** Study material follows **
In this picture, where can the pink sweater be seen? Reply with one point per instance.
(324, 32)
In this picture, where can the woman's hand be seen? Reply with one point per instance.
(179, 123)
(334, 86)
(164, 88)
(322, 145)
** End of Study material **
• **Exercise goal**: Copy exactly, and only, the lines from the one containing "In this picture, where can the woman's" through the last line of the listing.

• **The completed task**:
In this picture, where can the woman's hand be seen? Reply with one point per instance.
(179, 123)
(334, 86)
(164, 88)
(322, 145)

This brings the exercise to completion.